[PROVIDED RECORDS Boundary: Start]
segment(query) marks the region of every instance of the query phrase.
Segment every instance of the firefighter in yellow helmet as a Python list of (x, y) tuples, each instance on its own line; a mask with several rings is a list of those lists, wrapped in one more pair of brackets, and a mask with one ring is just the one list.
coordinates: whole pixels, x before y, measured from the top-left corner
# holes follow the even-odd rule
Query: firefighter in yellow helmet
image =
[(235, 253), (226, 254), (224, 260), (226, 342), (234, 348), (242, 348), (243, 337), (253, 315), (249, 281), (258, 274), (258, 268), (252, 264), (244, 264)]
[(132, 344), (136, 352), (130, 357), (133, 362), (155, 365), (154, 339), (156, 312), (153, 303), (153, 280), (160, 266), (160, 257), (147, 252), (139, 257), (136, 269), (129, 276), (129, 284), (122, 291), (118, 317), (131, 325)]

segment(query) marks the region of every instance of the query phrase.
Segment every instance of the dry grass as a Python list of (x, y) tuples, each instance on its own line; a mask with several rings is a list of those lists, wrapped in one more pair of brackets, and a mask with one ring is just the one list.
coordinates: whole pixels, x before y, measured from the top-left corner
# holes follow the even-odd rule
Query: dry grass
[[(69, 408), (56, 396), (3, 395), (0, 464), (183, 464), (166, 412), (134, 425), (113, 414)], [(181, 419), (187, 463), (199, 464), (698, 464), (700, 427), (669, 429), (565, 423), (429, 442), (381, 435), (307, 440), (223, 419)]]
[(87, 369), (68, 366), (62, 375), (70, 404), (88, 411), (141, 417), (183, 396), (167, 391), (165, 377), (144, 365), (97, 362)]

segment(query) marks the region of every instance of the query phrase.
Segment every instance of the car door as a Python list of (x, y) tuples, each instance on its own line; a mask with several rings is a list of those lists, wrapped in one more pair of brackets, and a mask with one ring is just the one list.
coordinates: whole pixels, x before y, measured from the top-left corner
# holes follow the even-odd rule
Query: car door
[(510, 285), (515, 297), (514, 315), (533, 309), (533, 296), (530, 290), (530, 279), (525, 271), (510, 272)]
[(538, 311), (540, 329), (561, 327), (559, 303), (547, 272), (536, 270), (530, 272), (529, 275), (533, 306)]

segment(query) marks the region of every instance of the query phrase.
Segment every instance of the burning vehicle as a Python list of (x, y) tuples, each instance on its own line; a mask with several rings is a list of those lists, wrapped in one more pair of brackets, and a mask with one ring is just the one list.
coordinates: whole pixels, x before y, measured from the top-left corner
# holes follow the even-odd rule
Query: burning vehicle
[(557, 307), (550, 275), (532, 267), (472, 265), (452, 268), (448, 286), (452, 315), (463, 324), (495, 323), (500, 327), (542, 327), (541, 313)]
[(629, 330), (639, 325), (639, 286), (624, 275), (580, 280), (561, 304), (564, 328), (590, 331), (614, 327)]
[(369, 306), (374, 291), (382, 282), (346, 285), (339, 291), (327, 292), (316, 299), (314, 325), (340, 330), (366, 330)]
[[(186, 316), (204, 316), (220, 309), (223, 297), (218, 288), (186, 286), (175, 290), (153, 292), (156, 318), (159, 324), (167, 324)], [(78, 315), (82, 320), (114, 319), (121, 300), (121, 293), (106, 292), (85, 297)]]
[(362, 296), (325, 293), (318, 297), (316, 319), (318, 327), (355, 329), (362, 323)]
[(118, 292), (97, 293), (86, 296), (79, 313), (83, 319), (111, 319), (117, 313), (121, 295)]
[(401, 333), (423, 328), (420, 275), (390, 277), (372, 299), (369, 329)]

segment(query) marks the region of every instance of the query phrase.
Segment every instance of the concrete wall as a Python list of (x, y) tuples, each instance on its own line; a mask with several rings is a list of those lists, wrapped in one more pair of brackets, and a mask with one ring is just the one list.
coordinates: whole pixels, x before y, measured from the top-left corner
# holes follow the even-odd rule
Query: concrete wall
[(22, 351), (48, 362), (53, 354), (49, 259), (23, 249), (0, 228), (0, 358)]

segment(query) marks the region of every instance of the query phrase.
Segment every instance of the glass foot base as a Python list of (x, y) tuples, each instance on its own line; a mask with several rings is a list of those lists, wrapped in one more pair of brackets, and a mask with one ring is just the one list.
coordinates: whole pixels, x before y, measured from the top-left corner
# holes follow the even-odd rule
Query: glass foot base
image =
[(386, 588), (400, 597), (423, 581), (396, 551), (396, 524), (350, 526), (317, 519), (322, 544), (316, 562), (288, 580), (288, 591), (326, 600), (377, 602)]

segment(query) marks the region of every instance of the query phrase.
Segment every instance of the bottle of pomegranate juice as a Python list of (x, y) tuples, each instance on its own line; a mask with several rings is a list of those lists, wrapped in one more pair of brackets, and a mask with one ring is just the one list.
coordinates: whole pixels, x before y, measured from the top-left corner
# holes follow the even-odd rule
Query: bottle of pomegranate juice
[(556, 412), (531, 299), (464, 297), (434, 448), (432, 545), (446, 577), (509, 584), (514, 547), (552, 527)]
[PROVIDED RECORDS Boundary: End]
■ PROBLEM: Transcribe each entry. Leave nothing out.

■ EXERCISE RESPONSE:
segment(query) marks the region of every instance of the query phrase.
Segment every instance of the firefighter in yellow helmet as a Python list of (x, y) tuples, each instance on its own line; a mask with several rings is a list of those lists, wrapped in one more pair of brackets, and a mask with one ring is just the one list.
coordinates: whole pixels, x before y, measured from the top-left corner
# holes follow the even-odd rule
Query: firefighter in yellow helmet
image =
[(235, 253), (226, 254), (224, 260), (226, 342), (234, 348), (242, 348), (243, 337), (253, 315), (249, 281), (258, 274), (258, 268), (252, 264), (244, 264)]
[(132, 344), (136, 352), (130, 357), (133, 362), (155, 365), (154, 339), (156, 312), (153, 303), (153, 280), (160, 266), (160, 257), (147, 252), (139, 257), (136, 269), (129, 276), (129, 284), (122, 291), (118, 317), (131, 325)]

segment(query) marks the region of every instance of the query phrase.
Segment every instance of the dry grass as a Python list of (x, y) tuples, each instance on its own line; a mask with several rings is a list of those lists, wrapped in one more pair of brackets, and a mask with one ring is just the one list.
coordinates: whole pixels, x before y, measured from the top-left corner
# holes follow the even-odd rule
Query: dry grass
[[(69, 408), (56, 396), (3, 395), (0, 464), (183, 464), (166, 412), (134, 425), (113, 414)], [(181, 419), (187, 463), (199, 464), (698, 464), (700, 427), (669, 429), (565, 423), (429, 442), (381, 435), (307, 440), (223, 419)]]
[(87, 369), (68, 366), (62, 375), (70, 404), (88, 411), (141, 417), (183, 396), (167, 391), (165, 377), (144, 365), (97, 362)]

segment(query) marks the region of every instance of the query phrase.
Segment every instance of the car door as a Python list of (x, y) tuples, each instance on its own line; a mask with several rings is a list of those lists, wrapped in one more pair of brackets, and a mask with one ring is just the one list.
coordinates: whole pixels, x before y, measured from the top-left corner
# holes follow the even-odd rule
Query: car door
[(510, 285), (515, 297), (514, 315), (533, 309), (533, 296), (530, 290), (530, 279), (525, 271), (510, 272)]
[(538, 311), (540, 329), (561, 327), (559, 303), (547, 272), (536, 270), (530, 272), (529, 275), (533, 306)]

segment(query) marks the region of every instance of the query phrase.
Segment every instance of the burning vehicle as a Python list of (x, y) tuples, each instance on its own line; a mask with several rings is a list of those lists, wrapped in one more pair of brackets, and a mask with one ring is just the one list.
coordinates: whole pixels, x before y, measured from the top-left corner
# holes follow the even-odd rule
Query: burning vehicle
[(557, 307), (550, 275), (532, 267), (472, 265), (452, 268), (448, 286), (452, 315), (463, 324), (495, 323), (500, 327), (542, 327), (541, 313)]
[(629, 330), (639, 325), (639, 286), (624, 275), (580, 280), (561, 304), (564, 328), (590, 331), (614, 327)]
[(369, 306), (374, 291), (382, 282), (346, 285), (339, 291), (327, 292), (316, 299), (314, 325), (340, 330), (366, 330)]
[[(186, 316), (204, 316), (220, 309), (223, 297), (218, 288), (186, 286), (175, 290), (153, 292), (156, 318), (159, 324), (167, 324)], [(78, 315), (82, 320), (114, 319), (121, 300), (121, 293), (106, 292), (85, 297)]]
[(362, 296), (325, 293), (318, 297), (316, 319), (318, 327), (355, 329), (362, 323)]
[(118, 292), (97, 293), (86, 296), (79, 313), (83, 319), (111, 319), (117, 313), (121, 295)]
[(401, 333), (423, 328), (420, 275), (390, 277), (372, 299), (369, 329)]

segment(query) marks the region of every instance of the query phrase.
Segment every instance of the concrete wall as a Python list of (x, y) tuples, each instance on its own line; a mask with several rings is a list of those lists, wrapped in one more pair of brackets, and a mask with one ring is just the one list.
coordinates: whole pixels, x before y, measured from the top-left corner
# holes follow the even-odd rule
Query: concrete wall
[(22, 351), (48, 362), (53, 354), (49, 259), (23, 249), (0, 228), (0, 358)]

segment(query) marks the region of every instance of the query phrase.
Segment every instance of the glass foot base as a Python list of (x, y) tuples, each instance on its own line; a mask with several rings is a list of those lists, wrapped in one more pair of brackets, and a mask with one ring is just the one list.
coordinates: whole pixels, x before y, measured from the top-left corner
# holes follow the even-odd rule
Query: glass foot base
image =
[(386, 588), (400, 597), (423, 581), (396, 551), (396, 524), (350, 526), (317, 519), (322, 544), (316, 562), (288, 580), (288, 591), (326, 600), (377, 602)]

segment(query) marks the region of every instance of the query phrase.
Segment every instance of the bottle of pomegranate juice as a Python list of (x, y) tuples, each instance on its own line; a mask with several rings is a list of those lists, wrapped in one more pair of brackets, and a mask with one ring is just the one list.
coordinates: whole pixels, x before y, measured from the top-left corner
# holes follow the even-odd rule
Query: bottle of pomegranate juice
[(556, 412), (531, 299), (464, 297), (434, 448), (432, 545), (446, 577), (509, 584), (514, 547), (552, 527)]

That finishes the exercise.